[Start Records shown]
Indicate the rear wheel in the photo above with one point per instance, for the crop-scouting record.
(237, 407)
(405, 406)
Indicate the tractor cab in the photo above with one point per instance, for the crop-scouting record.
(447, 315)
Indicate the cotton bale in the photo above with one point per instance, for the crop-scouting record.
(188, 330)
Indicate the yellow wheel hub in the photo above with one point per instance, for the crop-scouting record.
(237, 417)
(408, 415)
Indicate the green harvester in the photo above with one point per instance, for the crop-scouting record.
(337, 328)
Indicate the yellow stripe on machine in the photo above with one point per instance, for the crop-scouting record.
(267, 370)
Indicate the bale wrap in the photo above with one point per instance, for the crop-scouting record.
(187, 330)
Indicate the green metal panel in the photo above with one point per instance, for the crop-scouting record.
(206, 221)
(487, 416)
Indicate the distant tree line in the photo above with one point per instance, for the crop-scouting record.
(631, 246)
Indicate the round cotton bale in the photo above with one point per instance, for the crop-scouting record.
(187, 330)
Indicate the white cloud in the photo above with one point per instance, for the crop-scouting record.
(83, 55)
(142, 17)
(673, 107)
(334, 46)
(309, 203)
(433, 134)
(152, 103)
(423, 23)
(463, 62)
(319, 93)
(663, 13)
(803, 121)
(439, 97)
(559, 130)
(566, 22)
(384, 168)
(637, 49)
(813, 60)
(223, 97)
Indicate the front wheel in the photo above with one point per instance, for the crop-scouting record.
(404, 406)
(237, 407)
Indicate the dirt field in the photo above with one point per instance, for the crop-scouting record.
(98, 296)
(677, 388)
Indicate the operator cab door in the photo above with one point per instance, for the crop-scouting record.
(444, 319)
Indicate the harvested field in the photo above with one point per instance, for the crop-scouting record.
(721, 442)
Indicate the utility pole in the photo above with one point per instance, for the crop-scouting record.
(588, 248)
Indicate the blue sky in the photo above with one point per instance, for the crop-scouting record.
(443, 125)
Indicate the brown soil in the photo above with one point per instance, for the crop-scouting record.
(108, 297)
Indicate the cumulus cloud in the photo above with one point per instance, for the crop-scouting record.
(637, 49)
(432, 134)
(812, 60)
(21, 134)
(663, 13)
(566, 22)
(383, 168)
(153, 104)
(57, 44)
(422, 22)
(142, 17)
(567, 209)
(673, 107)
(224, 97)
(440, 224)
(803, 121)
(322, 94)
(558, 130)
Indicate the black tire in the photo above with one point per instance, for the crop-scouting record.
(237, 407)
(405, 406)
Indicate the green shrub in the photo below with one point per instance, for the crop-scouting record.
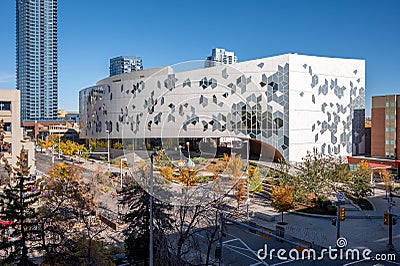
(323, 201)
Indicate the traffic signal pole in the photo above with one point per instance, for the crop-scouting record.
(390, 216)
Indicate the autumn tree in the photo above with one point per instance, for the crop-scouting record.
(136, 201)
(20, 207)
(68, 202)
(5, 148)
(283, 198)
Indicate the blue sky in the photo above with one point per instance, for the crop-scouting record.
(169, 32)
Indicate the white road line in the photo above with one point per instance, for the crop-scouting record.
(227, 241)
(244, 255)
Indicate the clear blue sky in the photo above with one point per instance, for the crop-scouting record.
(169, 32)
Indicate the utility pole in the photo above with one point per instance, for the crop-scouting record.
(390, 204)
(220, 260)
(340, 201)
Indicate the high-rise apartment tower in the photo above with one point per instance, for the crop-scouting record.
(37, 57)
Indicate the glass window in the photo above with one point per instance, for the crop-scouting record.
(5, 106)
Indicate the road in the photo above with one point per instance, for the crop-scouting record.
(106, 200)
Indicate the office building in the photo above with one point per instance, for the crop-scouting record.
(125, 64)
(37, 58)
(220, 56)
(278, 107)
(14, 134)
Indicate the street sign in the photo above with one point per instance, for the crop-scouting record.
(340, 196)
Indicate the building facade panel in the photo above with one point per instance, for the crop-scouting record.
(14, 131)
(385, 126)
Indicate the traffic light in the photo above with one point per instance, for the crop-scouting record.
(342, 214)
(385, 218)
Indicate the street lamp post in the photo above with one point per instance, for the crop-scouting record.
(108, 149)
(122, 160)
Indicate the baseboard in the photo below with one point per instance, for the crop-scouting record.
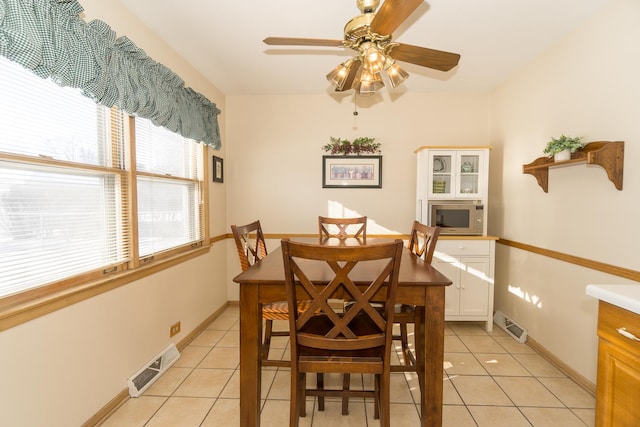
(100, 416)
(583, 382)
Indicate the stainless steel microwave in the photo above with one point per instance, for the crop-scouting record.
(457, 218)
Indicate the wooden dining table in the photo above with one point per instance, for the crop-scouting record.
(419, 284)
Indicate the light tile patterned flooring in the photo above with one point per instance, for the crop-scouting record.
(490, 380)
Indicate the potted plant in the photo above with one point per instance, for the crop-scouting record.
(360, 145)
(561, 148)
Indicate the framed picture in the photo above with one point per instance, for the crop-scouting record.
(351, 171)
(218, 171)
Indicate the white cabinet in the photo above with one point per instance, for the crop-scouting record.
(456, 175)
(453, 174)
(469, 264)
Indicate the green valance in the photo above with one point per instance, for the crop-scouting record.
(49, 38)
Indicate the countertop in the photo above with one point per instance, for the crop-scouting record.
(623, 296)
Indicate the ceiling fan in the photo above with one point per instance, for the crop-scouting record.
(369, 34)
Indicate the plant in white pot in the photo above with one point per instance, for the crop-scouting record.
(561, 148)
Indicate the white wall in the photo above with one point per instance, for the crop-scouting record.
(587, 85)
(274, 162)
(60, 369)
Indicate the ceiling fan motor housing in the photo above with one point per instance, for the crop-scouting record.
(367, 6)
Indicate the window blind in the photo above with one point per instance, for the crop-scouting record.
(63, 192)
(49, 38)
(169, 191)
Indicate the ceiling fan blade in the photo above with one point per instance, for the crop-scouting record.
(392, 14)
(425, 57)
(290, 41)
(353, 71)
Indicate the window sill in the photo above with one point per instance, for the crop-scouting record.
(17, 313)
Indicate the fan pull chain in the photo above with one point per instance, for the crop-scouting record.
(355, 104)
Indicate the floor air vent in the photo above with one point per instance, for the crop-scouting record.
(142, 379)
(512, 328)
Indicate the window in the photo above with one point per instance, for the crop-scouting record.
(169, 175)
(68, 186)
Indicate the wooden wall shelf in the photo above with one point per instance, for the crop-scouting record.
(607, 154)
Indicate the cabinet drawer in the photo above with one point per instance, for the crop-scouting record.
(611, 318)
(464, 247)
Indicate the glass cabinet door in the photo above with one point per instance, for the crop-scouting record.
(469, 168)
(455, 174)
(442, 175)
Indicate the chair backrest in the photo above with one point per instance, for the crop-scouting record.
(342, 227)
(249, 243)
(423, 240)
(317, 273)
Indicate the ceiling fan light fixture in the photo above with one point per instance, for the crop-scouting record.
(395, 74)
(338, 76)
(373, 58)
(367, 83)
[End Records shown]
[Start Records shown]
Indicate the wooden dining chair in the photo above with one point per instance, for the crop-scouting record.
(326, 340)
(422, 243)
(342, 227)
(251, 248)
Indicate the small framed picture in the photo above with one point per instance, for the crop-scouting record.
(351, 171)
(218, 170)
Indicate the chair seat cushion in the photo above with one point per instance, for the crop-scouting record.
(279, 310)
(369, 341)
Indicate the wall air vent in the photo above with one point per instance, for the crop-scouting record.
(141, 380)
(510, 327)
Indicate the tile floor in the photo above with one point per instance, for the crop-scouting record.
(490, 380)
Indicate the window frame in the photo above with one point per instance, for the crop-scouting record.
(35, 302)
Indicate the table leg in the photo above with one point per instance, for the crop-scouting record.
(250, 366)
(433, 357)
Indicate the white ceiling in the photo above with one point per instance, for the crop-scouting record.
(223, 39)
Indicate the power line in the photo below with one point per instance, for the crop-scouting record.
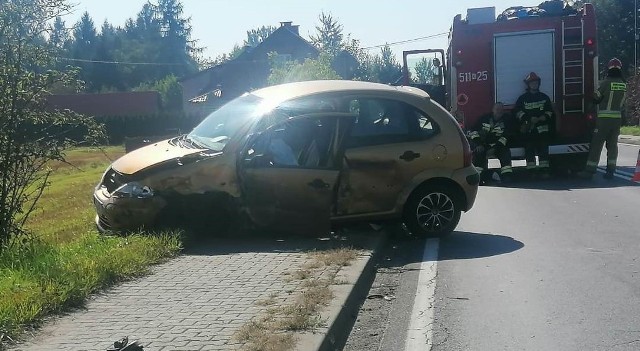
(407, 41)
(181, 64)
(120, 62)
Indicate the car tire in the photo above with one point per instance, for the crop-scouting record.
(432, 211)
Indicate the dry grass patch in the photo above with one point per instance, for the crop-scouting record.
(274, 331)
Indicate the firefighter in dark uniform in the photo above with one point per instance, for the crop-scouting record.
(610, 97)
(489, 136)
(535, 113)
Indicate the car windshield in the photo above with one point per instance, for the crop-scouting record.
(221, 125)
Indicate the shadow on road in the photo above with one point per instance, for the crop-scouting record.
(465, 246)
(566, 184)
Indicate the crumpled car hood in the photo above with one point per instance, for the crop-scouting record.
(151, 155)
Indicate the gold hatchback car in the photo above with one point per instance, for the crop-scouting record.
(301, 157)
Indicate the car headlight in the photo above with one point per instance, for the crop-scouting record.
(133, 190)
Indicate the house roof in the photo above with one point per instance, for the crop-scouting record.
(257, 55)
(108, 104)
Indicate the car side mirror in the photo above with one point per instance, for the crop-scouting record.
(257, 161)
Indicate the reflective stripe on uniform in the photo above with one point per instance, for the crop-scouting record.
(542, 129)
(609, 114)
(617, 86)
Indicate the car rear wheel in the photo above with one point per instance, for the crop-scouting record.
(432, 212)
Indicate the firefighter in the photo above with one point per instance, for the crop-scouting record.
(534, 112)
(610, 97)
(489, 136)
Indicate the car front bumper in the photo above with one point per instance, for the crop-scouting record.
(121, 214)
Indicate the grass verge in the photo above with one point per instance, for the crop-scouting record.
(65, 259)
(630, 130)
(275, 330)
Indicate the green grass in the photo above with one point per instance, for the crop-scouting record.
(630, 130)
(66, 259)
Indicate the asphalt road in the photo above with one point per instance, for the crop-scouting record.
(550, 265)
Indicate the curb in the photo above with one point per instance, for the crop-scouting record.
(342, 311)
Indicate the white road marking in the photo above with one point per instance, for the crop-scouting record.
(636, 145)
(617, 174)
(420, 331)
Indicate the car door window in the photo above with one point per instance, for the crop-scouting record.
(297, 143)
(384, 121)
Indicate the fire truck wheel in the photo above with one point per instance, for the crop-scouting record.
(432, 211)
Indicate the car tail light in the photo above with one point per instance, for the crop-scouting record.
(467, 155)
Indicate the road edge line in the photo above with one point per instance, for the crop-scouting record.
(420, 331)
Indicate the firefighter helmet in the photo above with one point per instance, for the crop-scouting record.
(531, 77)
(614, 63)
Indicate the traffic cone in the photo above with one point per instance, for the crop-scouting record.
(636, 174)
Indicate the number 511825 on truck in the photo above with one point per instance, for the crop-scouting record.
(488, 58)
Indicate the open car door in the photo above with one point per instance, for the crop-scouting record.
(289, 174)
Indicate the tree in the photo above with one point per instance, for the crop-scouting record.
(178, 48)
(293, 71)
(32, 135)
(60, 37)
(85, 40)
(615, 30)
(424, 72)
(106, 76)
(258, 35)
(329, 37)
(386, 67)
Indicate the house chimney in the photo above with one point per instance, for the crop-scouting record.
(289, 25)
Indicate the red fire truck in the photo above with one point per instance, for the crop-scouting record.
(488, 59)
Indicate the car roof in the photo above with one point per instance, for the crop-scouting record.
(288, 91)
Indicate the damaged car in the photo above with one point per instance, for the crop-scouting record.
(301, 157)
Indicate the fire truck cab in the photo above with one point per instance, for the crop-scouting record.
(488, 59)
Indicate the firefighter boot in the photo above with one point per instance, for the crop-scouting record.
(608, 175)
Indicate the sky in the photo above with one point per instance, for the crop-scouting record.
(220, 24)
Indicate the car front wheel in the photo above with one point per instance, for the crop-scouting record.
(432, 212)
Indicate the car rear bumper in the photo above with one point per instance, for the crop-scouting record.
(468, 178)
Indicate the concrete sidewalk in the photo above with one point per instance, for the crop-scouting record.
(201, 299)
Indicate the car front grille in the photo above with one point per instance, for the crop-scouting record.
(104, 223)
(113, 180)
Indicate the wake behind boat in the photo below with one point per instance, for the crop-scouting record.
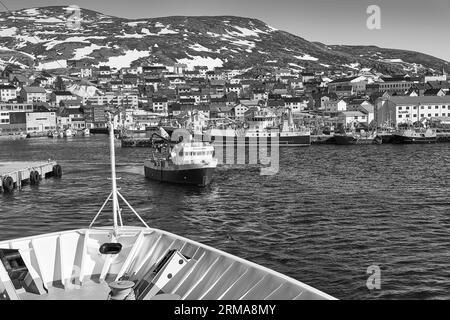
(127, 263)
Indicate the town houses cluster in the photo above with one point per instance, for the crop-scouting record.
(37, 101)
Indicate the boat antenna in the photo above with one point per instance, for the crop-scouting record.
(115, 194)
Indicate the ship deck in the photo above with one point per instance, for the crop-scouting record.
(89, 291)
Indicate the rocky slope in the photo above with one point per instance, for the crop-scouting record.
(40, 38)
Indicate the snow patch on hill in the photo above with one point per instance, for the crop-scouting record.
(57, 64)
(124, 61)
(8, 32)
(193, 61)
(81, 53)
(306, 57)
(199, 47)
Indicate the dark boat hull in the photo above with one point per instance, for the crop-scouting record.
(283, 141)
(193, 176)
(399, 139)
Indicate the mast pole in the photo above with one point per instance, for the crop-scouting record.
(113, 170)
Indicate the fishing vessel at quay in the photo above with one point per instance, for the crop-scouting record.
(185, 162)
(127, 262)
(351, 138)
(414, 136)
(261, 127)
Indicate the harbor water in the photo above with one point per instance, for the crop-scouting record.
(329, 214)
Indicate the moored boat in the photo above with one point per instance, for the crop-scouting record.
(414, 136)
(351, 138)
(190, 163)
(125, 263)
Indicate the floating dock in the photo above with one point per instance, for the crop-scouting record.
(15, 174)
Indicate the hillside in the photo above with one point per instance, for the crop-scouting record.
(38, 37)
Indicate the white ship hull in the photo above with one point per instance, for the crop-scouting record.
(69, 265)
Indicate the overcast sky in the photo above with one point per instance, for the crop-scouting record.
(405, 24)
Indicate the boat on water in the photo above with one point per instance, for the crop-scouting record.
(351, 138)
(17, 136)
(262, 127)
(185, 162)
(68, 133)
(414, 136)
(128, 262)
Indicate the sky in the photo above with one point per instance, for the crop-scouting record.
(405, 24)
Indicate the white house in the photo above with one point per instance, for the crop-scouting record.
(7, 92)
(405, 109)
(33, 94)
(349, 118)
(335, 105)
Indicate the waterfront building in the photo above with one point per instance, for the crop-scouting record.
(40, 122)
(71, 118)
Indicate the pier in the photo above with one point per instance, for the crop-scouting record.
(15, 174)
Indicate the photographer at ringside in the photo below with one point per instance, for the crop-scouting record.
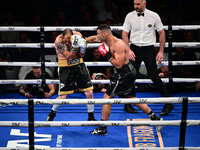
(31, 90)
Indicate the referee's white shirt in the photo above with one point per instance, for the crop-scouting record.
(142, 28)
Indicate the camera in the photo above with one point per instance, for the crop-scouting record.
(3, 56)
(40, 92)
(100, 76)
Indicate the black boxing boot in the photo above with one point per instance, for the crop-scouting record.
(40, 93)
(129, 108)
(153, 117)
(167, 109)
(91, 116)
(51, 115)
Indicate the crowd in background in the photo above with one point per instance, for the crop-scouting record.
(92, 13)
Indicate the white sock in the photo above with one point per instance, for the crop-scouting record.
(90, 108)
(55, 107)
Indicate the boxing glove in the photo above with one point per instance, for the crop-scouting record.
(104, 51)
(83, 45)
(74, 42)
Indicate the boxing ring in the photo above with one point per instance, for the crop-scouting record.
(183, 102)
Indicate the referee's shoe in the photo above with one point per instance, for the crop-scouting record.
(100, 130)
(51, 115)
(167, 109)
[End Records shown]
[Start Records shown]
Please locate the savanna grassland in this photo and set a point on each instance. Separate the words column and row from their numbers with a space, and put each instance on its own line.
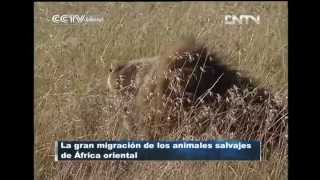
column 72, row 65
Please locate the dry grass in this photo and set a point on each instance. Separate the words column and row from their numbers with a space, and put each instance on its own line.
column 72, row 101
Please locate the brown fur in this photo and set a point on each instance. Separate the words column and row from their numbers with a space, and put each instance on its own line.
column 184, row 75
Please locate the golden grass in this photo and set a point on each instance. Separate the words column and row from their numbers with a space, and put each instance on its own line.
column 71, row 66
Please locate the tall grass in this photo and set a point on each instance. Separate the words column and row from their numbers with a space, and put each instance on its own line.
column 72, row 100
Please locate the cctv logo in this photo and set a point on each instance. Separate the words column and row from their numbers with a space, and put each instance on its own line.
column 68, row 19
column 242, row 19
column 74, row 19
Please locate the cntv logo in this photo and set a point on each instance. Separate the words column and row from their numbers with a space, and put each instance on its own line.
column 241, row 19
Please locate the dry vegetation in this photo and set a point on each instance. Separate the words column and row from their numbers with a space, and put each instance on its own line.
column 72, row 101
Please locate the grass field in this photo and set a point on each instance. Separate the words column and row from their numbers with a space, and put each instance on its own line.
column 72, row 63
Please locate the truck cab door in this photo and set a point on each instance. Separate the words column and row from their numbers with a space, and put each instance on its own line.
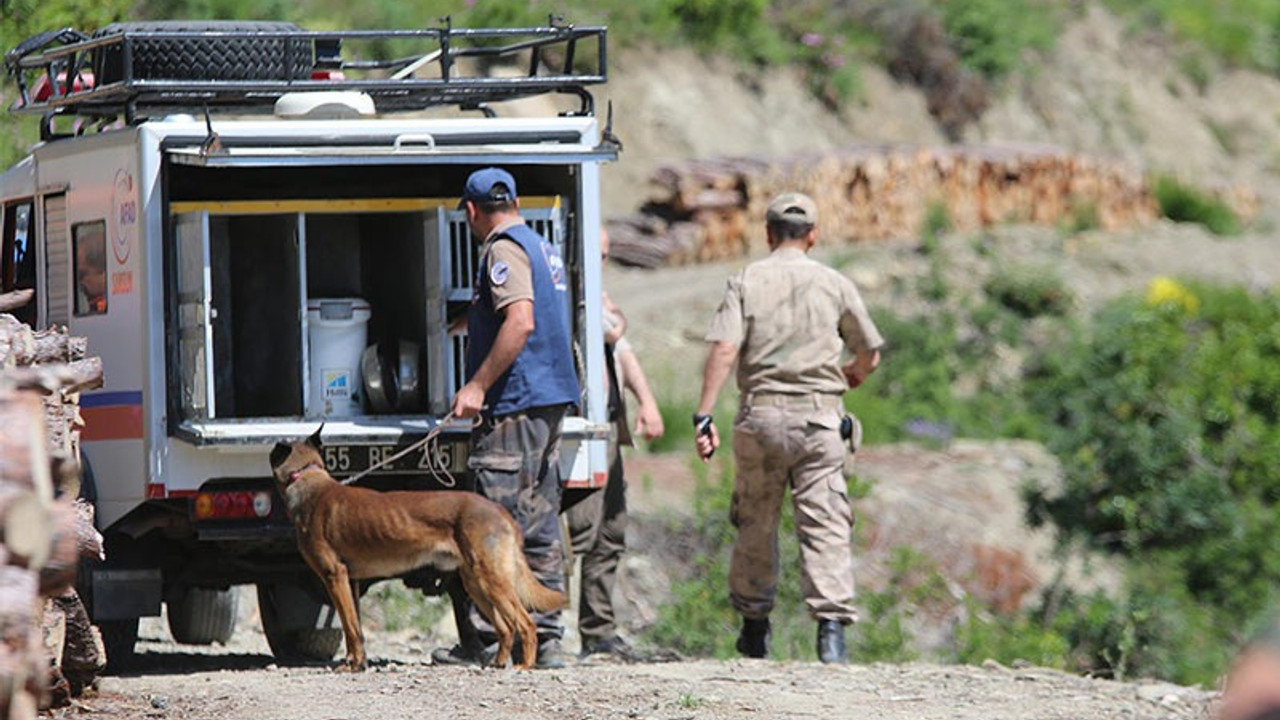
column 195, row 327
[End Records shown]
§ Goal of the exercise
How many lines in the material above contain the string "chair"? Reply with the number alone.

§ Output of the exercise
3